__Text section__
########################################

Comparisons of the mean GDx-VCC and StratusOCT measurements among the study groups are shown in Table 2 . All the GDx-VCC and StratusOCT parameters were significantly different (ANOVA; P < 0.001) among the study groups. For GDx parameters, significant differences (Tukey HSD, P < 0.001) were found between any combination of groups and between glaucomatous eyes with and without diabetes. For OCT parameters, there were no significant differences (Tukey HSD, P > 0.05) between age-matched healthy and diabetic eyes and between glaucomatous eyes with and without diabetes. A clear discrepancy between GDx and OCT was noted in simple diabetic eyes. TSNIT, superior and inferior average thicknesses, and NFI were reduced on GDx-VCC; however, all three OCT parameters were statistically similar compared with parameters in healthy subjects. 
AUCs from the GDx-VCC and StratusOCT are summarized in Table 3 . The data show the discriminating power of these methods for mild to moderate glaucoma in eyes with or without diabetes. GDx-VCC and StratusOCT parameters with the largest AUCs were the NFI and the inferior quadrant thickness (IQT), respectively, in both groups. At a specificity of 86%, the NFI on GDx and the IQT on OCT detected 92% and 91% of glaucomatous eyes without diabetes, respectively. At a specificity of 92%, 80% and 78% of glaucomatous eyes could be detected in the presence of diabetes by the NFI on GDx-VCC and the IQT on OCT, respectively. 
Discussion
GDx-VCC and StratusOCT are quantitative imaging devices with a highly discriminating power for glaucoma in otherwise healthy subjects 1 2 5 14 19 ; however, the basic principles for measuring RNFL differ between the two imaging methods. The present study suggests that this difference in principle and the presence of diabetic retinopathy might affect quantitative RNFL measurements of the two devices during glaucoma screening. 
Defects in or reductions of RNFL in diabetic eyes without glaucoma have been reported from an early stage of vasculopathy. 20 21 22 The present study supports the previously reported evidence using GDx-VCC 20 but could not confirm the previously reported reductions of RNFL with OCT 22 (Table 2) . This discrepancy in RNFL measurements between the two devices in eyes with diabetic retinopathy may be attributable to the differences in targets of quantitative measurements by GDx-VCC and StratusOCT and in the severity of diabetic retinopathy of the included subjects.

########################################

Saved entries:
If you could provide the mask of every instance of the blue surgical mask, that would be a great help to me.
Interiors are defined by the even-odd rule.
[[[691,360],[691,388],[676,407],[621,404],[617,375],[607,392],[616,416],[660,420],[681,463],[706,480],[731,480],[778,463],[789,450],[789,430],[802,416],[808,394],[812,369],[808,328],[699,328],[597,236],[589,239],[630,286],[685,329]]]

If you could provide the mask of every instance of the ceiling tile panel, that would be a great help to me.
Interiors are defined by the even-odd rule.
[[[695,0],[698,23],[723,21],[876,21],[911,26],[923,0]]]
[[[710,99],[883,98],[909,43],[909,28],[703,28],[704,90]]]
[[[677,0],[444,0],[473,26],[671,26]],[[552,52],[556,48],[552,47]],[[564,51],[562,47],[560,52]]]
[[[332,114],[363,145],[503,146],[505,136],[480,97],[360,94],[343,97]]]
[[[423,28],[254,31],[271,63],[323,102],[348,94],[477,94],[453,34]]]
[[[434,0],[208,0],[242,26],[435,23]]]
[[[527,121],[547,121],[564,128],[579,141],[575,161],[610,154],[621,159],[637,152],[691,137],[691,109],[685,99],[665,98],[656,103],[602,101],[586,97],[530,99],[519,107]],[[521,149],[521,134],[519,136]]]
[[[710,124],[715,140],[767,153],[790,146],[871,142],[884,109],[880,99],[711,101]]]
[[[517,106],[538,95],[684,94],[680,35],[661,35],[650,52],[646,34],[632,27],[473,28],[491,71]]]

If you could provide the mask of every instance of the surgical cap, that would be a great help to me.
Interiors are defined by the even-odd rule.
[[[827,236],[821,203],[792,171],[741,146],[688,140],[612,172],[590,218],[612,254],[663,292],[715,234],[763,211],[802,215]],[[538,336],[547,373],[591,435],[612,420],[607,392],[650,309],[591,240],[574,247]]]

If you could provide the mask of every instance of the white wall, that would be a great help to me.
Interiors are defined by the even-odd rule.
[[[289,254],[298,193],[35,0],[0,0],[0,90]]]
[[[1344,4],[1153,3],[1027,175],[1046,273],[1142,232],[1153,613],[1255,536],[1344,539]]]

########################################

__Required work__
A: Reproduce word for word the stretch of the GDx-VCC and StratusOCT study text from "Comparisons of the" through "in healthy subjects.".
B: Turn the paragraph of the GDx-VCC and StratusOCT study text that begins "AUCs from the GDx-VCC" into a short list that keeps its main facts.

__Written answers__
A:
Comparisons of the mean GDx-VCC and StratusOCT measurements among the study groups are shown in Table 2 . All the GDx-VCC and StratusOCT parameters were significantly different (ANOVA; P < 0.001) among the study groups. For GDx parameters, significant differences (Tukey HSD, P < 0.001) were found between any combination of groups and between glaucomatous eyes with and without diabetes. For OCT parameters, there were no significant differences (Tukey HSD, P > 0.05) between age-matched healthy and diabetic eyes and between glaucomatous eyes with and without diabetes. A clear discrepancy between GDx and OCT was noted in simple diabetic eyes. TSNIT, superior and inferior average thicknesses, and NFI were reduced on GDx-VCC; however, all three OCT parameters were statistically similar compared with parameters in healthy subjects.

B:
- Table 3 summarizes AUCs from GDx-VCC and StratusOCT, showing their power to discriminate mild to moderate glaucoma in eyes with or without diabetes.
- In both groups, the largest AUCs were for the NFI on GDx-VCC and the inferior quadrant thickness (IQT) on StratusOCT.
- Without diabetes, at 86% specificity: the NFI detected 92% and the IQT 91% of glaucomatous eyes.
- With diabetes, at 92% specificity: the NFI detected 80% and the IQT 78% of glaucomatous eyes.